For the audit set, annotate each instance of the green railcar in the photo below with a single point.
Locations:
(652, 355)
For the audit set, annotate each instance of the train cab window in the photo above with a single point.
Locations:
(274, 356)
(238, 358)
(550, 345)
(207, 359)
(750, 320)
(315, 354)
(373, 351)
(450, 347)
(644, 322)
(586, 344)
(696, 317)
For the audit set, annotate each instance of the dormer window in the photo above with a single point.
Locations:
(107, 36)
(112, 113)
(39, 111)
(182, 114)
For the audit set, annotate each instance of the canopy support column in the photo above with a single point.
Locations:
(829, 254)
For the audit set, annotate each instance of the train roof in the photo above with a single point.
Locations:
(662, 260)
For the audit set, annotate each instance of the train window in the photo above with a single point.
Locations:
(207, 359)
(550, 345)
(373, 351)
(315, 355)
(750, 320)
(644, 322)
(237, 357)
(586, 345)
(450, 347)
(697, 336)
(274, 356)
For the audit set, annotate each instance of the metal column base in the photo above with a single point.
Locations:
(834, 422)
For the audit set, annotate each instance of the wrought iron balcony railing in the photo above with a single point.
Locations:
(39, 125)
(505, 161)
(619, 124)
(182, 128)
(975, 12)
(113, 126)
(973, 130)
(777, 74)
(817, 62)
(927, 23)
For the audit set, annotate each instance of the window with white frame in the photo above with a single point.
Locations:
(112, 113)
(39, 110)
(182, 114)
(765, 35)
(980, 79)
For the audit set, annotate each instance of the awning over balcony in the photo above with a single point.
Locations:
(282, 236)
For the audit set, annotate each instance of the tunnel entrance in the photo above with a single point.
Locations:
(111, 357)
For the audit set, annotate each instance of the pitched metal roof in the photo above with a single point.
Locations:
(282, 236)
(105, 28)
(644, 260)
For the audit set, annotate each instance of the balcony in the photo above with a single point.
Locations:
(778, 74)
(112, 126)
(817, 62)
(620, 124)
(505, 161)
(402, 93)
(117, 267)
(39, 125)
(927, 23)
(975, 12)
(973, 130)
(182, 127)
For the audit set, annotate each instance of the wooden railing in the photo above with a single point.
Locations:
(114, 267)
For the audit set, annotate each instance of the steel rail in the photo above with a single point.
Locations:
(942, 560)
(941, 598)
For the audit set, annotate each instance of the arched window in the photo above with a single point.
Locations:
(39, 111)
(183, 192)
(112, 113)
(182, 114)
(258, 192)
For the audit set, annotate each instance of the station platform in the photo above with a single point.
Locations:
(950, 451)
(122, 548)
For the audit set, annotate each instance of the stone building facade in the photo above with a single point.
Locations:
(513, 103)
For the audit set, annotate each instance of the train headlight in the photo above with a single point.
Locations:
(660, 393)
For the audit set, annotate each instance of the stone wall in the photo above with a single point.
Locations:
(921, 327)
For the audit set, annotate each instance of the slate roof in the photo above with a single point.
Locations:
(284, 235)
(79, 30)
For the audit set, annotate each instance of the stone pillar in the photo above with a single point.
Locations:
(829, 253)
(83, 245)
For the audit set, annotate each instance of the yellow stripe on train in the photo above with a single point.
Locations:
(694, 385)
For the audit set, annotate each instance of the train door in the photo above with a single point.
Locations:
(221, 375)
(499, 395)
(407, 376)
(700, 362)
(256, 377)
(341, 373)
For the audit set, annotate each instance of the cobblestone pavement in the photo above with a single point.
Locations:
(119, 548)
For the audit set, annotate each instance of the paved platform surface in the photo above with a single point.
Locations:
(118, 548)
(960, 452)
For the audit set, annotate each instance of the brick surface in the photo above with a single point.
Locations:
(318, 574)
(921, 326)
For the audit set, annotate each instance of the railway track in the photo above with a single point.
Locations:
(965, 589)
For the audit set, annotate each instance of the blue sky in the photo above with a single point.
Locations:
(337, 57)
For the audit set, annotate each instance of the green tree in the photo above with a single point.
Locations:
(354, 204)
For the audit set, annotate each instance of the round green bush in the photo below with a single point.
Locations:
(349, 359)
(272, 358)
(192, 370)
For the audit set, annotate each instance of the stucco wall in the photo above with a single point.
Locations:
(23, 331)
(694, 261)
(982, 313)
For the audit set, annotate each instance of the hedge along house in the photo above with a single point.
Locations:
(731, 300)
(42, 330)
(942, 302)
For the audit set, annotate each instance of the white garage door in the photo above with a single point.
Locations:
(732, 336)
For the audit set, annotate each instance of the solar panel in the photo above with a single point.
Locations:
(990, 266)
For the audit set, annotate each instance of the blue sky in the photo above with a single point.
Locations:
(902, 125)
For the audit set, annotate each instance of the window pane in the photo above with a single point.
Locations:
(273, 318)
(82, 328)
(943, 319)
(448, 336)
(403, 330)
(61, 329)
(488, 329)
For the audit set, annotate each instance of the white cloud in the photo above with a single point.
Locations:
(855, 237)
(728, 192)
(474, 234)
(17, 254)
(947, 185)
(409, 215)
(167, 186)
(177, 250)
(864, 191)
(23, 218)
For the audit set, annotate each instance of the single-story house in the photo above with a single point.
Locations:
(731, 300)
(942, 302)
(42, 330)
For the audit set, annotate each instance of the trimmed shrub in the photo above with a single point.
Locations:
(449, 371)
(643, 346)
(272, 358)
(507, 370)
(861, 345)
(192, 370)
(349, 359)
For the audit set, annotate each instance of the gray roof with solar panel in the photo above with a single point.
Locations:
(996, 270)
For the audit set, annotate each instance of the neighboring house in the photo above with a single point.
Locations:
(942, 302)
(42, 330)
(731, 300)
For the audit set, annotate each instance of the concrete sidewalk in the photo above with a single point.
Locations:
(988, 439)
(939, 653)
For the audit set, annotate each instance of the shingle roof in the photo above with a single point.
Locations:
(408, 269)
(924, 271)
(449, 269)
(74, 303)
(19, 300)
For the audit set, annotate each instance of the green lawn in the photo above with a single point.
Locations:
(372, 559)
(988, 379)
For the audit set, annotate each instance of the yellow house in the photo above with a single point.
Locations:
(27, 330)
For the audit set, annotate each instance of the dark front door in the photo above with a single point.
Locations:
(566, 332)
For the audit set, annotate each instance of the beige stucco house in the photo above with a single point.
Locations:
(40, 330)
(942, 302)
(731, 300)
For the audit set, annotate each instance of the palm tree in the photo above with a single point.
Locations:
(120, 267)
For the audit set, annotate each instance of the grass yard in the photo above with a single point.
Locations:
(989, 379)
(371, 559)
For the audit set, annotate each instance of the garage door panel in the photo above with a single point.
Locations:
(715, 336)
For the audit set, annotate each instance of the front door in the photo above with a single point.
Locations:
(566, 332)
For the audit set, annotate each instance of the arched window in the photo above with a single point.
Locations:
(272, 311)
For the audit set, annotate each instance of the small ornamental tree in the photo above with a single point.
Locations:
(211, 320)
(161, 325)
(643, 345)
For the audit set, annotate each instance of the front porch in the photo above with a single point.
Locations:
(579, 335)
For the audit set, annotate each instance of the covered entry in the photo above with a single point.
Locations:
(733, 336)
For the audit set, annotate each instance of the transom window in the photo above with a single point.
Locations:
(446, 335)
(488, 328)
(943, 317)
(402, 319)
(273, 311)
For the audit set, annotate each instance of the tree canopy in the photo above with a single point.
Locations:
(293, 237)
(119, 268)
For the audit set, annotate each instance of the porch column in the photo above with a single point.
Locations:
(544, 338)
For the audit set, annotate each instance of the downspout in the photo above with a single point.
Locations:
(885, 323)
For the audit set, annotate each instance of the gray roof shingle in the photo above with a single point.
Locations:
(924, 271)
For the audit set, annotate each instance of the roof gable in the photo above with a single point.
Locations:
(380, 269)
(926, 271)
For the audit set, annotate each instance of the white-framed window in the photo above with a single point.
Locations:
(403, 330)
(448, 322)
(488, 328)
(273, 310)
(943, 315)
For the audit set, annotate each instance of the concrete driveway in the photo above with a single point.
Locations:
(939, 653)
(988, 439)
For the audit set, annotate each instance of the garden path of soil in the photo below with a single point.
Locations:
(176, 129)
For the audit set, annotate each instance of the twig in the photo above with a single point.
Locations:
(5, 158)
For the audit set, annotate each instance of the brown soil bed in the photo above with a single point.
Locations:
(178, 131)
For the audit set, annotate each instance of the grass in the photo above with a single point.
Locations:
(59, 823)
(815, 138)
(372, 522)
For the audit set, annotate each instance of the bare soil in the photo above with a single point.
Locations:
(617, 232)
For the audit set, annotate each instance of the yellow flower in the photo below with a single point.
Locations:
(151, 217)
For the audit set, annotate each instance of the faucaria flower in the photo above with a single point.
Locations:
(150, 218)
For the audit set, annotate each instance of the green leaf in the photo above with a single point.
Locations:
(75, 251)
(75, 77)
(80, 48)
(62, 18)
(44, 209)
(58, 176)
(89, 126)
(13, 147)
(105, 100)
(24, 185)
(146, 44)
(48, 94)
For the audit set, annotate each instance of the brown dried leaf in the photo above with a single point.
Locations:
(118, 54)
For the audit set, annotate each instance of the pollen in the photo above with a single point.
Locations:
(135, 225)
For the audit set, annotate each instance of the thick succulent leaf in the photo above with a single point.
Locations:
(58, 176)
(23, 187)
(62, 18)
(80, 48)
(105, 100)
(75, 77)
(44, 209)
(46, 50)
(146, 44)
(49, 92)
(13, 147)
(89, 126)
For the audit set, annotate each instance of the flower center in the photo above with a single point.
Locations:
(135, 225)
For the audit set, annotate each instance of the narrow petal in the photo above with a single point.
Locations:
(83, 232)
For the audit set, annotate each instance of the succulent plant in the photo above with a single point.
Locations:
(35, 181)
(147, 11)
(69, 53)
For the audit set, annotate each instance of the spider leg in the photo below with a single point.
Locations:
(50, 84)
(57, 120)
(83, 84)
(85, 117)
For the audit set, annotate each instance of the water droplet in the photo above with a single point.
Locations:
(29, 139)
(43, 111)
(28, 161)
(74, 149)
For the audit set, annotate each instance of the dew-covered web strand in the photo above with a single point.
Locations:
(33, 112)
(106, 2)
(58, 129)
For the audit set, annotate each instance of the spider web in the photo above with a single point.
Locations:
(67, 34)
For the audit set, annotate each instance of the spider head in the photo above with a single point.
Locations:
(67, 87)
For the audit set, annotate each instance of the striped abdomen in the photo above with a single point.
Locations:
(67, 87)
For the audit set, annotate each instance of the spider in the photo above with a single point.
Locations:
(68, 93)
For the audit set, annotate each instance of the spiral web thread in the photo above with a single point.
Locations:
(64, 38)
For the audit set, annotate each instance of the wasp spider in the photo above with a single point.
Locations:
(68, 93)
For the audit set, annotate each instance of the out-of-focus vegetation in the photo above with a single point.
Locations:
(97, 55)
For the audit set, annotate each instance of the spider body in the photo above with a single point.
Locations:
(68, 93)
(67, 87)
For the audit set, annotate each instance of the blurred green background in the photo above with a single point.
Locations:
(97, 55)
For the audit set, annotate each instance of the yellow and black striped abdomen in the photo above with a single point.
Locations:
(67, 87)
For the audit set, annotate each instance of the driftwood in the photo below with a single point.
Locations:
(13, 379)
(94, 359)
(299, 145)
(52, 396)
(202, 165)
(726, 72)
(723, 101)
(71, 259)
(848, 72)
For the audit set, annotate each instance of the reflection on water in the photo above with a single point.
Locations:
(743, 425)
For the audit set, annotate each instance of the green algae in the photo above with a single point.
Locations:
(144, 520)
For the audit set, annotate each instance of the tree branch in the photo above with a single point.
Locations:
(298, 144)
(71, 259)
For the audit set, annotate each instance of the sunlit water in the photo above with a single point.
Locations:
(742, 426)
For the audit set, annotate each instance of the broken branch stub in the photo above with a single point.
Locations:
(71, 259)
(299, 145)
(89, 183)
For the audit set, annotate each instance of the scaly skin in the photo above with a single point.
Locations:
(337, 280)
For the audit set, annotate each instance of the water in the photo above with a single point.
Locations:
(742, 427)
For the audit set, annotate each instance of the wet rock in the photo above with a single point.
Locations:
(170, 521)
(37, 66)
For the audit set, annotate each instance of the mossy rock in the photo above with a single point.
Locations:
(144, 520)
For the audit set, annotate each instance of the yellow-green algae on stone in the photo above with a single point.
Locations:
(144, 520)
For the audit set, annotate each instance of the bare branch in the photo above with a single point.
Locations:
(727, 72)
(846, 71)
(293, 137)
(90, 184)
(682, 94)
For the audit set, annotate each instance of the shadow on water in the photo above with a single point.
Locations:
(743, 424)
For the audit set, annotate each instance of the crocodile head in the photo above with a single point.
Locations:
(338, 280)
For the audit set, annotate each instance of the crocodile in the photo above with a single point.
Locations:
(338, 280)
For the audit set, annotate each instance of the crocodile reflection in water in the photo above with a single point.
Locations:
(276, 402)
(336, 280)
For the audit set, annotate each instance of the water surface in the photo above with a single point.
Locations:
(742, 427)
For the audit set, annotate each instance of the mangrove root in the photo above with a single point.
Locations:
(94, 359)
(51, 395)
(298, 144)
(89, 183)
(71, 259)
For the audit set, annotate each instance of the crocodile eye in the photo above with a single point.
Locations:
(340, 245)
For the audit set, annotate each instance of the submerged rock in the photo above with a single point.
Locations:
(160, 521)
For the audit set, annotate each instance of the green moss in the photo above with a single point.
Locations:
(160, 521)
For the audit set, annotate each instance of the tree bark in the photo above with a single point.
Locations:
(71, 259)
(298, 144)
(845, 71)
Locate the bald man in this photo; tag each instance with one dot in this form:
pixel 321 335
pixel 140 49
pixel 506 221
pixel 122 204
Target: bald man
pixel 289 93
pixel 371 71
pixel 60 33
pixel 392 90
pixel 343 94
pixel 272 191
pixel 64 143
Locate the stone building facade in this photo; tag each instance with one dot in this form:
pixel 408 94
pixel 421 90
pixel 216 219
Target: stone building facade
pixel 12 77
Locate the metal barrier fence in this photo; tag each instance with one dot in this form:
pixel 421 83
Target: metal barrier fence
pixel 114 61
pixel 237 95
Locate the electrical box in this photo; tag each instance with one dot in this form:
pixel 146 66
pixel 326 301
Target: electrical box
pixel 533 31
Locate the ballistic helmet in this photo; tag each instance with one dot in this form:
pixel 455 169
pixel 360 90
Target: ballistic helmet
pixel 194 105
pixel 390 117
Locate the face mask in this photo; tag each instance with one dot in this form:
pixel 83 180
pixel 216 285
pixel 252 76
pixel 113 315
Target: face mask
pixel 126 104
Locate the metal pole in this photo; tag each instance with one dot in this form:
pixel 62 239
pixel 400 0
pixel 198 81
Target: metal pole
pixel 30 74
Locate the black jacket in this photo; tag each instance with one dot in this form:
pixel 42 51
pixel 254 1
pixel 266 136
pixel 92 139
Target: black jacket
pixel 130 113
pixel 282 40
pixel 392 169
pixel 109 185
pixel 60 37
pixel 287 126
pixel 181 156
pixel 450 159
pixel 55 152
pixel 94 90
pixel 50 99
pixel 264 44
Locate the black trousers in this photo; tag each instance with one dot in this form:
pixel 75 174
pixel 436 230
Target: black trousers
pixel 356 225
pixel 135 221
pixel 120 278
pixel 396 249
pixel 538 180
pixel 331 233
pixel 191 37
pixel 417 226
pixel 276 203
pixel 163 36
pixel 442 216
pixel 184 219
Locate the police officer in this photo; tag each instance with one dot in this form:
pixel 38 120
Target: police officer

────

OBJECTIVE> Copy the material from the line with "For the audit set, annotate each instance of the tree bark" up to and including the line with "pixel 390 117", changing "Locate" to "Find" and leaving all else as it is.

CORRECT RESULT>
For the audit set, annotate each instance of the tree bark in the photo above with a single point.
Locations:
(71, 259)
(298, 144)
(845, 71)
Find the bald man in this photo; tag each instance with one dot in this form:
pixel 321 335
pixel 140 49
pixel 506 221
pixel 122 204
Target: bald man
pixel 289 93
pixel 371 71
pixel 60 33
pixel 392 90
pixel 343 94
pixel 272 191
pixel 64 143
Find the stone building facade in this photo; tag each instance with one dot in this form:
pixel 408 94
pixel 421 90
pixel 216 219
Target: stone building facade
pixel 12 77
Find the metal barrier fence in this photo; tag each instance with one dot in this form:
pixel 421 83
Target: metal barrier fence
pixel 114 61
pixel 237 95
Find the electrical box in this photo; tag each instance with one dot in this form:
pixel 146 66
pixel 326 301
Target: electrical box
pixel 533 31
Find the ballistic helmet in this photo; tag each instance with one dot in this form:
pixel 455 169
pixel 360 90
Target: ballistic helmet
pixel 194 105
pixel 390 117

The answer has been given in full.